--- Provided text ---
Authors : Ghosh S, Sinha S, Thomas T, Sachdev HS, Kurpad AV
Publication Year : 2019
Anemia in Indian women continues to be highly prevalent, and is thought to be due to low dietary iron content. The high risk of dietary iron deficiency is based on the Indian Council of Medical Research recommendation of 21 mg/d, but there is a need for a secure and transparent determination of the Estimated Average Requirement (EAR) of iron in this population. In nonpregnant, nonlactating women of reproductive age (WRA), the EAR of iron was determined to be 15 mg/d. Applying this value to daily iron intakes among WRA in nationally representative Indian state-based data showed that the median risk of dietary iron deficiency was lower than previously thought (65%; IQR: 48-78%), with considerable heterogeneity between states (range: 25-93%). However, in a validation, this risk matched the risk of iron deficiency as defined by blood biomarkers in a recently completed survey. When the risk of dietary iron deficiency was modelled for an increase in iron intake through food fortification of a single dietary staple, that provided 10 mg/d, the median risk reduced substantially (from 65% to 20%), and it virtually disappeared when supplementary iron intakes through the national iron supplementation program were considered. The risk of exceeding the tolerable upper level (TUL) of intake of iron remains low in the population when receiving fortification of 10 mg/d, but is much higher if they consume greater amounts of iron through supplements (range: 0-54%). This newly and transparently defined Indian EAR of iron should be used to evaluate, with precision, the benefits and risks of iron fortification and supplementation policies.

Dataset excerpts

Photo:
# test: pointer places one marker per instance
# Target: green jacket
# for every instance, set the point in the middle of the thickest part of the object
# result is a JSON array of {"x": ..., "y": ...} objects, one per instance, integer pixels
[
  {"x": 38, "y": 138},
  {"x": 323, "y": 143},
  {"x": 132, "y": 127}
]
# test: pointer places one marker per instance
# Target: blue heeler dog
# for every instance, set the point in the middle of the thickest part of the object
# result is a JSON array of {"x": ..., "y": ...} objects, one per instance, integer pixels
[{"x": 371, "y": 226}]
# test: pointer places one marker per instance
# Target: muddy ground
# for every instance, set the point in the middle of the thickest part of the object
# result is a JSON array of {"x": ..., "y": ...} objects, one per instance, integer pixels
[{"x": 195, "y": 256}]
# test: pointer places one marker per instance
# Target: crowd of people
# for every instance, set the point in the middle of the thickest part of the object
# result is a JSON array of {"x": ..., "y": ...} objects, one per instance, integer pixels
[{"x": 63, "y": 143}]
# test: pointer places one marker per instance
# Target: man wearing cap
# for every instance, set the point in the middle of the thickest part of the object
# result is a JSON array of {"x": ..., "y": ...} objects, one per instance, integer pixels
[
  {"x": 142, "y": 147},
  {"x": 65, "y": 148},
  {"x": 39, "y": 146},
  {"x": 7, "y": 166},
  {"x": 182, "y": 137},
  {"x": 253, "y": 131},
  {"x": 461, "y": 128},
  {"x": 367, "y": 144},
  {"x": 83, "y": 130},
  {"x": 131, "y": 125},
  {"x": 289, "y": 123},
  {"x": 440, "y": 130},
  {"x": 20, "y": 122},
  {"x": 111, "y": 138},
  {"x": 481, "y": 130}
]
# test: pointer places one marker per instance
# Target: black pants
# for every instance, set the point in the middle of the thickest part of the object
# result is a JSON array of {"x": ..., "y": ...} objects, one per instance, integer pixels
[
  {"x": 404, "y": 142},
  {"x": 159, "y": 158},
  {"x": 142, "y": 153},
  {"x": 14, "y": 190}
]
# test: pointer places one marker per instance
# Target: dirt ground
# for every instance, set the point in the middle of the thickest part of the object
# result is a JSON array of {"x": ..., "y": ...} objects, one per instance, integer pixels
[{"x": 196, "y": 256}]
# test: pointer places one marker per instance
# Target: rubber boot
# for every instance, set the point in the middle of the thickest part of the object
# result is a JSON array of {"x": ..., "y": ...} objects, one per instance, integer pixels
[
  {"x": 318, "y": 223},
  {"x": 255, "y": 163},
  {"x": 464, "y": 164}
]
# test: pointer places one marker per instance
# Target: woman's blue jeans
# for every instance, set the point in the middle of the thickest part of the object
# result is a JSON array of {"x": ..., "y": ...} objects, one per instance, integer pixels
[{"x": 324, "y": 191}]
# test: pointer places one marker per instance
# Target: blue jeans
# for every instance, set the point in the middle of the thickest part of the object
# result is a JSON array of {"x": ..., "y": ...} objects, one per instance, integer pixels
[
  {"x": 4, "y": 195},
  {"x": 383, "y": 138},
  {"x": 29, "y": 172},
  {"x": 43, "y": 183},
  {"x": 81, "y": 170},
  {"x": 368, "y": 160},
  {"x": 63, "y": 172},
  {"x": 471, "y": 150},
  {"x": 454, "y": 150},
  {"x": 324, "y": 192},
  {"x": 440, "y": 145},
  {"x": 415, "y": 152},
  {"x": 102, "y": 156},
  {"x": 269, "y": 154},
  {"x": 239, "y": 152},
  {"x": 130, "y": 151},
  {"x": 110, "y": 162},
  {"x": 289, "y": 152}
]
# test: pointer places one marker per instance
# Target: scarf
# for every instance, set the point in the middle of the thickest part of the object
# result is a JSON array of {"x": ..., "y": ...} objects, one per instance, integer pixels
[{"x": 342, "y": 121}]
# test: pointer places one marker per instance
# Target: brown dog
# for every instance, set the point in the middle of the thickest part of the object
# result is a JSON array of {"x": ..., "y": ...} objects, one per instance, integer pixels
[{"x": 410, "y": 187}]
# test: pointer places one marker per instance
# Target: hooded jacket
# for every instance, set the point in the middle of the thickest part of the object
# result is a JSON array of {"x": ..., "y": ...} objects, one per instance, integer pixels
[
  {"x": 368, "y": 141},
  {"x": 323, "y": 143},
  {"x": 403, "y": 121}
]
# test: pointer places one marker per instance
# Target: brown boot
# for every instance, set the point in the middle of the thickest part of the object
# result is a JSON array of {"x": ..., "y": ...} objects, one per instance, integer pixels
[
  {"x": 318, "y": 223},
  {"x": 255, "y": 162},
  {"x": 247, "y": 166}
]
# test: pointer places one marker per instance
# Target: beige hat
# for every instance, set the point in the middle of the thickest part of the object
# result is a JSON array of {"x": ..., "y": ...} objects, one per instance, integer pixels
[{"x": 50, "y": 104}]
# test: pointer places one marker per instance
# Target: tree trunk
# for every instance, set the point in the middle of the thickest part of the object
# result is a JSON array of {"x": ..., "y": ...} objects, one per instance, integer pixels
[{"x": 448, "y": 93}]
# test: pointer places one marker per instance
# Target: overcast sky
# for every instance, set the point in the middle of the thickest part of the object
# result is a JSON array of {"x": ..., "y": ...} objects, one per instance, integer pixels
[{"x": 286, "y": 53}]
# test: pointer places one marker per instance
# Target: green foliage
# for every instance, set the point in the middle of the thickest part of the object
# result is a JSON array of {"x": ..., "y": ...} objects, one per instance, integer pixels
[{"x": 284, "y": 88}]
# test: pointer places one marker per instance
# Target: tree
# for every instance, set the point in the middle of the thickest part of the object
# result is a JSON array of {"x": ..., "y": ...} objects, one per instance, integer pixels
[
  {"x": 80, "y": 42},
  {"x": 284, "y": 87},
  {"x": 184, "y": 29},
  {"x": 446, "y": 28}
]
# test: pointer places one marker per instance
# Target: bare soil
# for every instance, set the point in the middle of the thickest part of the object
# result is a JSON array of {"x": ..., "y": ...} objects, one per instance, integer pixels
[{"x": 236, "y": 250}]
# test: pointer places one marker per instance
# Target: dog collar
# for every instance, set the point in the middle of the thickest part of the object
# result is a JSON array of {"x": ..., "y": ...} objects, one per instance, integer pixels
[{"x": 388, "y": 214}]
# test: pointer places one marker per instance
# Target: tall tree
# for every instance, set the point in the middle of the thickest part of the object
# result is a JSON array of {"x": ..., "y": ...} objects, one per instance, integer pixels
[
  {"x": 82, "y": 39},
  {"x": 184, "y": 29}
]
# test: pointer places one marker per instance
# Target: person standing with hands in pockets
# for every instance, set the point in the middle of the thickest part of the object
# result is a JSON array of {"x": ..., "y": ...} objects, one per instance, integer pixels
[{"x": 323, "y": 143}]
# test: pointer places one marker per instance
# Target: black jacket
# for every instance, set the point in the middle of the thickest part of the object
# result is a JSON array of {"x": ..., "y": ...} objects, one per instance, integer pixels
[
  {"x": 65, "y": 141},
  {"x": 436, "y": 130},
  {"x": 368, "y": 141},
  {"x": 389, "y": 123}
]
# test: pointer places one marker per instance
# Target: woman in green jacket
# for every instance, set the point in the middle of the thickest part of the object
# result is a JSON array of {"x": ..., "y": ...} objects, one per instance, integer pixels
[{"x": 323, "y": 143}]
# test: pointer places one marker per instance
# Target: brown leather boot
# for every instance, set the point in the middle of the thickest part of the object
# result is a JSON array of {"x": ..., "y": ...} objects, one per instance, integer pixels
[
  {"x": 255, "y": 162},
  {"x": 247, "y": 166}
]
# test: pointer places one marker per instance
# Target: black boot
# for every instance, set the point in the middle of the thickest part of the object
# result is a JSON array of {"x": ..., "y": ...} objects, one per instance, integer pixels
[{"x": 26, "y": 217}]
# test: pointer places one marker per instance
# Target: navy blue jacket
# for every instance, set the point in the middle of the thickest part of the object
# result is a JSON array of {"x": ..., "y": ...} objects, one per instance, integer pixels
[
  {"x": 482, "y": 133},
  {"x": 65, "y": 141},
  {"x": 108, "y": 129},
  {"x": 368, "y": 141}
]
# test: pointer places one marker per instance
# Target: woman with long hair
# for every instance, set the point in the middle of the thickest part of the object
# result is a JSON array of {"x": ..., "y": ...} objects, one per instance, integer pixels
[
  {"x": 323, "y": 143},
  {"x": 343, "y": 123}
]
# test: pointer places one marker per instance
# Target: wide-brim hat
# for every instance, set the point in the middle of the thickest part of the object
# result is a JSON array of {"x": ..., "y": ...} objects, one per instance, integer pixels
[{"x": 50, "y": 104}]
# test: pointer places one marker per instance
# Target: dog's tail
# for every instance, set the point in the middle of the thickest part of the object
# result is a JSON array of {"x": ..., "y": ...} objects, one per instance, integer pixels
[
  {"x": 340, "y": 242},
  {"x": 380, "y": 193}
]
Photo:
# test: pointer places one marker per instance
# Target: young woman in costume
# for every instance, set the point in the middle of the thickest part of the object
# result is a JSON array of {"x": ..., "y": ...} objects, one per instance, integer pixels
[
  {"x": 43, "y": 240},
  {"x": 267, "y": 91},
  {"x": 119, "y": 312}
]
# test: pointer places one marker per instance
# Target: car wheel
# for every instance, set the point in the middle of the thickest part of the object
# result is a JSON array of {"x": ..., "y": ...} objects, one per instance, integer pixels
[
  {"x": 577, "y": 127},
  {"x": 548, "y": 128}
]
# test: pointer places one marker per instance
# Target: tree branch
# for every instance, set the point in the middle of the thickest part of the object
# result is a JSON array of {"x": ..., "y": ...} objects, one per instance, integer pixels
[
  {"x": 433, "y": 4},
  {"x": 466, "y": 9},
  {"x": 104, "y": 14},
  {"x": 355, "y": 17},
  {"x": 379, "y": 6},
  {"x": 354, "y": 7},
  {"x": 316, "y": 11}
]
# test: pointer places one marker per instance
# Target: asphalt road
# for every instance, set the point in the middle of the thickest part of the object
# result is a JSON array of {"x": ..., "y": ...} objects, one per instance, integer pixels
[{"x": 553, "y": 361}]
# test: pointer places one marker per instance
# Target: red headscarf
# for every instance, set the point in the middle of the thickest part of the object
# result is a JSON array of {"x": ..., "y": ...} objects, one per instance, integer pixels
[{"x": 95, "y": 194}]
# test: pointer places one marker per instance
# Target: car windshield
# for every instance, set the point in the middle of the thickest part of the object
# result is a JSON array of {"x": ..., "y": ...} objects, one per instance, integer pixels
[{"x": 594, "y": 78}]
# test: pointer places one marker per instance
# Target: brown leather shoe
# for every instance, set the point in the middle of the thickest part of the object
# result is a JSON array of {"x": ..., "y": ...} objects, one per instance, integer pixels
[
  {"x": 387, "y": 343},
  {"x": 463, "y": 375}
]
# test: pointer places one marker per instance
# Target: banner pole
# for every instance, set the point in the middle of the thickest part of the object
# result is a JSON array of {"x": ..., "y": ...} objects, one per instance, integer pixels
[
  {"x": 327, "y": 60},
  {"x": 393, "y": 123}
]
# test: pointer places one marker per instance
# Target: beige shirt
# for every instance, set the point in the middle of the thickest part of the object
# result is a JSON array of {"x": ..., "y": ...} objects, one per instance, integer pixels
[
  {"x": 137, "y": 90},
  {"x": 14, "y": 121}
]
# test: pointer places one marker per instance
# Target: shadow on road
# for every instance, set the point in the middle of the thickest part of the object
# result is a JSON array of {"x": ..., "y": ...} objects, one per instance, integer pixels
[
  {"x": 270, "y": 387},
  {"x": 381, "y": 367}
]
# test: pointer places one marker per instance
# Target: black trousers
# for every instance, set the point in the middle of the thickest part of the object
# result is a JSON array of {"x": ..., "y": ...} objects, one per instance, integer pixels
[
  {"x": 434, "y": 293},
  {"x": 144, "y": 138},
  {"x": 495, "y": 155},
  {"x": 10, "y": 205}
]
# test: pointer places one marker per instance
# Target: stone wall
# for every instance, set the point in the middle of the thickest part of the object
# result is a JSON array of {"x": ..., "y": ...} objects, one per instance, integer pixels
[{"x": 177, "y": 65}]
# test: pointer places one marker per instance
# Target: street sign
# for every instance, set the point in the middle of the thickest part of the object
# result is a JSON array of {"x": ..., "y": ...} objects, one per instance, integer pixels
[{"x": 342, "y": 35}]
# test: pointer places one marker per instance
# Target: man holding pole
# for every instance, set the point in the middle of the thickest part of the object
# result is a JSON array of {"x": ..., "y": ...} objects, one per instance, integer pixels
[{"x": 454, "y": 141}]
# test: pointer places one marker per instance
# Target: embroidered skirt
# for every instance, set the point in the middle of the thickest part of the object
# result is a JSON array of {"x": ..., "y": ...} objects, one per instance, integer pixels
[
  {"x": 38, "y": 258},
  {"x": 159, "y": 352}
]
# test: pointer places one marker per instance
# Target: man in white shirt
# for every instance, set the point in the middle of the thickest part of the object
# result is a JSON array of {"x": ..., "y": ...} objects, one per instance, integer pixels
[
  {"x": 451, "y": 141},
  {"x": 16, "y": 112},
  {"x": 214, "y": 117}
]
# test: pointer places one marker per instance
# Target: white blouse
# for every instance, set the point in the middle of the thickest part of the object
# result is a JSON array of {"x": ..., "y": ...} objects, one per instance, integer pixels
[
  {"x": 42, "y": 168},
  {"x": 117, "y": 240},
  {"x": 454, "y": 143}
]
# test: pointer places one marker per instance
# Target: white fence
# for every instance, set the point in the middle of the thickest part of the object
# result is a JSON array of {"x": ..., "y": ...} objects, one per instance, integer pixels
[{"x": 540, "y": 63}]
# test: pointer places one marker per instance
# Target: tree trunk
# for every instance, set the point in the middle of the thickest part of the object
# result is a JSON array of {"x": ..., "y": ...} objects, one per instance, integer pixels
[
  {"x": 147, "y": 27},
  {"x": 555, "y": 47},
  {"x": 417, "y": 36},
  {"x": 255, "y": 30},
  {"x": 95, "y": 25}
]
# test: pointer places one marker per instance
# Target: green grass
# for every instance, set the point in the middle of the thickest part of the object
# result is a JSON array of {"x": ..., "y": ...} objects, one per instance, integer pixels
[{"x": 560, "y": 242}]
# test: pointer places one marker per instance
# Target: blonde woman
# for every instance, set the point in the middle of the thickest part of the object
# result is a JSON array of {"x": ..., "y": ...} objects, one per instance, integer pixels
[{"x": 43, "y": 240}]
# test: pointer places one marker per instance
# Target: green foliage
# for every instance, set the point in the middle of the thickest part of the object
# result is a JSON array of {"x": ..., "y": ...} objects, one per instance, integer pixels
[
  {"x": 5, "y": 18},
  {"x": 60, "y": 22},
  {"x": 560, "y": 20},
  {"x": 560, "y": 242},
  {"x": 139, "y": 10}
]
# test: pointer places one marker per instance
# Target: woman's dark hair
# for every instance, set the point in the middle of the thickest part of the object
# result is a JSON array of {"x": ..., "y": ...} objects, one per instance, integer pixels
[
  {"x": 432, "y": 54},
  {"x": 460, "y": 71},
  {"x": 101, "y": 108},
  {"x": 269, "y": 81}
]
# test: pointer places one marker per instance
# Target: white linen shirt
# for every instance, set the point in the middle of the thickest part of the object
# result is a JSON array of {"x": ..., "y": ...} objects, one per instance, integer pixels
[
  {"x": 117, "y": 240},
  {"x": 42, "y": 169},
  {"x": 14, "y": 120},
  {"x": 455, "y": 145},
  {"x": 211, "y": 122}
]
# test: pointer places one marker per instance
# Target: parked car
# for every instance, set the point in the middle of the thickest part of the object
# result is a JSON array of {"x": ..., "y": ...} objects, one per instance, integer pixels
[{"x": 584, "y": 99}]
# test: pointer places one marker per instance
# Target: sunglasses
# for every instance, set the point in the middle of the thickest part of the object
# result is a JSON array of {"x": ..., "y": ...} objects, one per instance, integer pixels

--- What the task requires ---
Answer these from the abstract on iron requirements in Indian women:
(a) What Estimated Average Requirement of iron was determined for nonpregnant, nonlactating women of reproductive age?
(b) With food fortification providing 10 mg/d, what did the median risk of dietary iron deficiency fall from and to?
(c) What range is given for the risk of exceeding the tolerable upper level when more iron is consumed through supplements?

--- Task result ---
(a) 15 mg/d
(b) From 65% to 20%
(c) 0-54%